● **To do**:
1. According to the list of Ben 10 films, what working title did Ben 10: Destroy All Aliens previously have?
2. Repeat the stretch of the list of Ben 10 films from "The Ben 10 films" through "in the franchise.".

● **Document passage**:
— start —

= List of Ben 10 films =

Films released in the Ben 10 franchise

The Ben 10 films are a series of American animated and live-action, fictional superhero films produced by Cartoon Network Studios set in the fictional franchise, Ben 10 conceived by Man of Action, produced by Cartoon Network Studios, and owned by Warner Bros. Entertainment.

As of 2020, there have been three animated films – Secret of the Omnitrix (2007), Destroy All Aliens (2012), Versus the Universe (2020) and two live-action films – Race Against Time (2007), Alien Swarm (2009) released in the franchise.

== Animated films ==

| Occupation | Animated films |  |  |
| Secret of the Omnitrix (2007) | Destroy All Aliens (2012) | Versus the Universe (2020) |
| Directors | Sebastian O. Montes III and Scooter Tidwell | Victor Cook | Arthur Henrique Nazareth and John McIntyre |
| Writers | Thomas Pugsley and Greg Klein | Marty Isenberg | Benjamin Lane, Chelsea McAlarney, Johnny Vu, André LaMilza, John Martinez, Josh Kim, Sarah Visel, Benjamin P. Carow, and Kelly Turnbull |
| Executive Producers | Sam Register and Brian A. Miller | Mark Eyers, Rick Fernandes, Silas Hickey and Vishnu Athreya | John Fang, Brian A. Miller, Jennifer Pelphrey, Rob Sorcher, and Tramm Wigzell along with the Man Of Action |
| Producers | Donna Smith, Alex Soto & Jennifer Pelphrey (supervising) | Kurt Weldon (line) and Victor Cook (supervising) | Shareena Carlson and Will Patrick |
| Editors | Mark T. Collins | Aaron Seelman | —N/a |
| Composers | Andy Sturmer | Kristopher Carter, Michael McCuistion and Lolita Ritmanis | Kevin Manthei |
| Production companies | Cartoon Network Studios | Tiny Island Productions, Cartoon Network Asia and Cartoon Network Studios | Cartoon Network Studios |
| Distributor | Cartoon Network | Cartoon Network | Warner Bros. Home Entertainment |
| Runtime | 67 minutes | 69 minutes | 72 minutes |
| Released | August 10, 2007 | March 23, 2012 | October 10, 2020 |

=== Ben 10: Secret of the Omnitrix ===
The first animated film titled Ben 10: Secret of the Omnitrix is considered as a three-part episode in its fourth season. During a fight with Dr. Animo, Ben's Omnitrix accidentally sets off its self-destruct mode and Ben has to find the Omnitrix's creator to shut it down and stop the evil Vilgax.

=== Ben 10: Destroy All Aliens ===

The second film is a CGI movie titled Ben 10: Destroy All Aliens announced in mid-2011, and released on March 11, 2012 (Asia/Philippines) and on March 23, 2012 (US). This film had previously been under the working title Ben 10: Alien Dimensions. The film was based on the original series and featured the original voice cast. The CGI was animation was handled by Tiny Island Productions.

— end —

Annotated coordinate rows:
— start —

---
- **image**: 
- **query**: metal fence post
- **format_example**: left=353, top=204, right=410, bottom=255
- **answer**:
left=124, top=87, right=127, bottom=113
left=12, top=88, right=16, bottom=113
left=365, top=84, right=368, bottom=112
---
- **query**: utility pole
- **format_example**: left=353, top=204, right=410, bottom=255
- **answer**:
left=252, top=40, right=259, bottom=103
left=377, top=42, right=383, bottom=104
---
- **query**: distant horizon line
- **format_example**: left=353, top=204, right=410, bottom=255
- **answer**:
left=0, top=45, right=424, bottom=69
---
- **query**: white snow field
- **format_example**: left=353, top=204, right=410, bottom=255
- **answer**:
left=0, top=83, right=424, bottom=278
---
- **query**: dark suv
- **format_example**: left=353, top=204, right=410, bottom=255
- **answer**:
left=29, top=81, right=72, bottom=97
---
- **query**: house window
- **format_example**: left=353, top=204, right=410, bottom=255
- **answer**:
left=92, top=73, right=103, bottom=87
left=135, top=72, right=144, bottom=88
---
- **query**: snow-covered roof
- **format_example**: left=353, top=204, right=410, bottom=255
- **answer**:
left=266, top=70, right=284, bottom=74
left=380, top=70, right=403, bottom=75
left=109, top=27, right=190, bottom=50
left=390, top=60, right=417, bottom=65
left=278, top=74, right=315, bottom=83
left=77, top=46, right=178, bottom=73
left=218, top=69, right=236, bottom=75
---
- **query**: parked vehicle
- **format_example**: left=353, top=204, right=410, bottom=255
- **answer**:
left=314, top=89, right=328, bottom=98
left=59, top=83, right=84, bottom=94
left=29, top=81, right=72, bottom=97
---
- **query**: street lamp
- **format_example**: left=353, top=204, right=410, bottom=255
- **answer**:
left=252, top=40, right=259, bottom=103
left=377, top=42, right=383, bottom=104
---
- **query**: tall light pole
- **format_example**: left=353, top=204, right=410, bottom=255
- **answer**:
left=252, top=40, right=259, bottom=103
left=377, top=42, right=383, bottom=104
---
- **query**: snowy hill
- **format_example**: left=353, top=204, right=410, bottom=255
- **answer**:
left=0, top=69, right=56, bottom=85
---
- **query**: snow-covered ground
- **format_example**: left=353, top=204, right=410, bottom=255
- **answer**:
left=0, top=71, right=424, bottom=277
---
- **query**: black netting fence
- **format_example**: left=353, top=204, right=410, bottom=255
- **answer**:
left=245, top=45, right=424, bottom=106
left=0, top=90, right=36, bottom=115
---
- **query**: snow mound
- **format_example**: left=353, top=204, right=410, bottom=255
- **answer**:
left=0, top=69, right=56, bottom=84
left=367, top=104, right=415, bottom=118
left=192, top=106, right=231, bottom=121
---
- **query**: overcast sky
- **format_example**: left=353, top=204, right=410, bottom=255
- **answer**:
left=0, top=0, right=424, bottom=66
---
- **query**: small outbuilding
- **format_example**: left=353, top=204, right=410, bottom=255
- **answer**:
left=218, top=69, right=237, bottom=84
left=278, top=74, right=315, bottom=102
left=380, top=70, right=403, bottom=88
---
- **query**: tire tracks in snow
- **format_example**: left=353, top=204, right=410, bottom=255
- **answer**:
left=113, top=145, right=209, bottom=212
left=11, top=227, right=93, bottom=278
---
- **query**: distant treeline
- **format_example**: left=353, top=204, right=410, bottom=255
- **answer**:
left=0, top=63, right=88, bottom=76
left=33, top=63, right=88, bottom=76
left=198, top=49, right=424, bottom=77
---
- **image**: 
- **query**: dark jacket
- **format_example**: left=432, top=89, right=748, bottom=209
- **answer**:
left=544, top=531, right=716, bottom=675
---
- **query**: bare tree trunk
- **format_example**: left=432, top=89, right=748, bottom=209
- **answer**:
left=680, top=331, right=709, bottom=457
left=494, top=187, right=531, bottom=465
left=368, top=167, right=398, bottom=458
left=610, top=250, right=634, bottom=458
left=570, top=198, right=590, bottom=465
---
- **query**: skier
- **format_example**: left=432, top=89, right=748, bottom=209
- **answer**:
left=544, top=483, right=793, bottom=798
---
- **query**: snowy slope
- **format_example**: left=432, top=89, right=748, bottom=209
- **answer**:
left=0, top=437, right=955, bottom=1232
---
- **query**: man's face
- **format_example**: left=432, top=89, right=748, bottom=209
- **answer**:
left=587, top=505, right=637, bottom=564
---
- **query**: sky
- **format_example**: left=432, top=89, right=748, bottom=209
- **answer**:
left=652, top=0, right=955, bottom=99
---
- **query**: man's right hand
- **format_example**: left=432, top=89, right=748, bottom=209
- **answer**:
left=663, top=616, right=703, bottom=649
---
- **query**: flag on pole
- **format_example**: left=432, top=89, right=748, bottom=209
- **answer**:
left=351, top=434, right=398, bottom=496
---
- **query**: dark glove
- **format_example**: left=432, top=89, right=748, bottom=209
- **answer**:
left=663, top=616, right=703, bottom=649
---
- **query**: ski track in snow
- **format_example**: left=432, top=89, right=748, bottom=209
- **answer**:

— end —

● **Answers to the exercise**:
1. Ben 10: Alien Dimensions

2.
The Ben 10 films are a series of American animated and live-action, fictional superhero films produced by Cartoon Network Studios set in the fictional franchise, Ben 10 conceived by Man of Action, produced by Cartoon Network Studios, and owned by Warner Bros. Entertainment.

As of 2020, there have been three animated films – Secret of the Omnitrix (2007), Destroy All Aliens (2012), Versus the Universe (2020) and two live-action films – Race Against Time (2007), Alien Swarm (2009) released in the franchise.